» **Directive**: Gather every line below that contains the word "white" and copy each one out.

### Data supplied ###

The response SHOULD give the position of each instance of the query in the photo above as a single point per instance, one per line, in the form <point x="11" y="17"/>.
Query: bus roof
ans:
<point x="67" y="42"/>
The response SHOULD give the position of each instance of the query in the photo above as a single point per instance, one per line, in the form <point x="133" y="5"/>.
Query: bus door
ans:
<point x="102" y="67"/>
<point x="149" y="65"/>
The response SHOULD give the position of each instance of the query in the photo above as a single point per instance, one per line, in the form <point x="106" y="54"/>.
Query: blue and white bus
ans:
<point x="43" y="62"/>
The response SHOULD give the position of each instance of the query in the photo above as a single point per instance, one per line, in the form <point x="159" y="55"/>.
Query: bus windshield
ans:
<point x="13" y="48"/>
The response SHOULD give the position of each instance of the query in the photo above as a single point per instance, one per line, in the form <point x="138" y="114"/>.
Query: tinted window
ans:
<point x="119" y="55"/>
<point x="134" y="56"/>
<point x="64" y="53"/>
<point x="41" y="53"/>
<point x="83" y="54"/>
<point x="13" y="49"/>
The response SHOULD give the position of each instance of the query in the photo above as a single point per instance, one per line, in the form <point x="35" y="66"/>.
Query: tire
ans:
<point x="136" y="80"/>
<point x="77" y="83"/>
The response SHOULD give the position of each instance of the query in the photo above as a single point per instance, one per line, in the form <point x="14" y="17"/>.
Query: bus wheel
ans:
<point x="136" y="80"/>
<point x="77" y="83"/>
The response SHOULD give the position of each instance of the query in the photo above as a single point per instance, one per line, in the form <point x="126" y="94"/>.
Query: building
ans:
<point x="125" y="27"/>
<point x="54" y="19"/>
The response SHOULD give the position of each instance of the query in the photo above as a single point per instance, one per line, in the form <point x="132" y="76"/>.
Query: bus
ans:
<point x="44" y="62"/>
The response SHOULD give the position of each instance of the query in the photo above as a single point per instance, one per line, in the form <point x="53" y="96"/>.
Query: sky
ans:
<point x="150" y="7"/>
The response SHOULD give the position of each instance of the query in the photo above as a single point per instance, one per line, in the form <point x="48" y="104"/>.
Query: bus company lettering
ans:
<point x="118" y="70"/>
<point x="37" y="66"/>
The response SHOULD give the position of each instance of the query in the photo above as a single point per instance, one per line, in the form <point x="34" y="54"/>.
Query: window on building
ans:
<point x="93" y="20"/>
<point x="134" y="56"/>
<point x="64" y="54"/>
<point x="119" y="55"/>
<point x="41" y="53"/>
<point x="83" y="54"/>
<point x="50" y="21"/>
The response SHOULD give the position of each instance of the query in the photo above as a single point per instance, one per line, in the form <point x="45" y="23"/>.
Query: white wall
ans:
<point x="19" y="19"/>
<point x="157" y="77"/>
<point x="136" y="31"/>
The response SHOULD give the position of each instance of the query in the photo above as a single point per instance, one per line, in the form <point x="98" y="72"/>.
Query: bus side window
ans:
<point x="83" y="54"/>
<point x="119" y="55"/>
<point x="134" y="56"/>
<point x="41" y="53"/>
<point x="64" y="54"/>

###
### Data supplied ###

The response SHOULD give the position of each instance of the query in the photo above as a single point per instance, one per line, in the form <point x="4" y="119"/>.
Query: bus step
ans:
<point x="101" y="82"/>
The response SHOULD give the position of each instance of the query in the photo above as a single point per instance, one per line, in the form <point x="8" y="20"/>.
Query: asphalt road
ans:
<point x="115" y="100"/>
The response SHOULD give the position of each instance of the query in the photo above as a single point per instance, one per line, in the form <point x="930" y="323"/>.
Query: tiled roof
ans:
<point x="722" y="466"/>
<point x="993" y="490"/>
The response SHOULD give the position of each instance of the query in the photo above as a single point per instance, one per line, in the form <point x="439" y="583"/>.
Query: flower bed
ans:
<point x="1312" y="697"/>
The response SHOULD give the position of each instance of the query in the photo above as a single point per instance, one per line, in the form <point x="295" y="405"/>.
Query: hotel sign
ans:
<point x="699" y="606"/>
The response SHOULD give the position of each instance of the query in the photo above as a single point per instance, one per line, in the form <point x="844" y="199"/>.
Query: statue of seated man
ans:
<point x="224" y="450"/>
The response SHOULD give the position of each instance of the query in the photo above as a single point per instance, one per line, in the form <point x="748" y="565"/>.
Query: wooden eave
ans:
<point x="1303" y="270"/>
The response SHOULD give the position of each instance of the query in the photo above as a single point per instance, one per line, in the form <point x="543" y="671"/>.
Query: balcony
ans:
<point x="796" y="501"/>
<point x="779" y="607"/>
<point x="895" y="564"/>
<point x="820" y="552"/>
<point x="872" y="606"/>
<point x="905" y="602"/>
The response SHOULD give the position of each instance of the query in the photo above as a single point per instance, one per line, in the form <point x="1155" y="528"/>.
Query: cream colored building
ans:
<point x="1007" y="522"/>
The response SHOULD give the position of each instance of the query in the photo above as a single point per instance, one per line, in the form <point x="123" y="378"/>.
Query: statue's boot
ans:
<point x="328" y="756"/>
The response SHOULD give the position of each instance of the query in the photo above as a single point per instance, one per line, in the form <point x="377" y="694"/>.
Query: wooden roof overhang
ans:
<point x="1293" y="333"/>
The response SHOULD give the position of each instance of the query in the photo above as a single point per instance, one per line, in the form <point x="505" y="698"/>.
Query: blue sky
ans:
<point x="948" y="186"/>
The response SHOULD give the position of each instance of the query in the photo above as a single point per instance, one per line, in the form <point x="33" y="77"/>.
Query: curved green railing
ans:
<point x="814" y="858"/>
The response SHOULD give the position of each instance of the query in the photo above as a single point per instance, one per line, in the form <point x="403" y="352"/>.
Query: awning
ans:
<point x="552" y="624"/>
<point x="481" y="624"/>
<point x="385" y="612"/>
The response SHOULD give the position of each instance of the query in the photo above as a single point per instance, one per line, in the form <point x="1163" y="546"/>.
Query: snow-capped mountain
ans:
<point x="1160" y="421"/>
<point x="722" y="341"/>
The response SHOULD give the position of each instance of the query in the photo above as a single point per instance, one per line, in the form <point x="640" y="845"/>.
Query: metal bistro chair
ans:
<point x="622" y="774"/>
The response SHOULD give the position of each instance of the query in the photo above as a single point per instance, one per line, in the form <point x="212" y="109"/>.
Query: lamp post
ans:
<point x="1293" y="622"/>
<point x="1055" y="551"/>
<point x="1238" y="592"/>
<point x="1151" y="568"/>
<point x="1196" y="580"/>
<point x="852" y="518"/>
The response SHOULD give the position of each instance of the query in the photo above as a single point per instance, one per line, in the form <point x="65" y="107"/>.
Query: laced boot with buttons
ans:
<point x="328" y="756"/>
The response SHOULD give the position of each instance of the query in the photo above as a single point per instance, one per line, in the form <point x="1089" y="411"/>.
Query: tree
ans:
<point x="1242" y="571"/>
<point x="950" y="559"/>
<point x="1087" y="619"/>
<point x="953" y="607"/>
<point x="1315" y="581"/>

###

» **Output of the exercise**:
Query: blue and white bus
Query: white wall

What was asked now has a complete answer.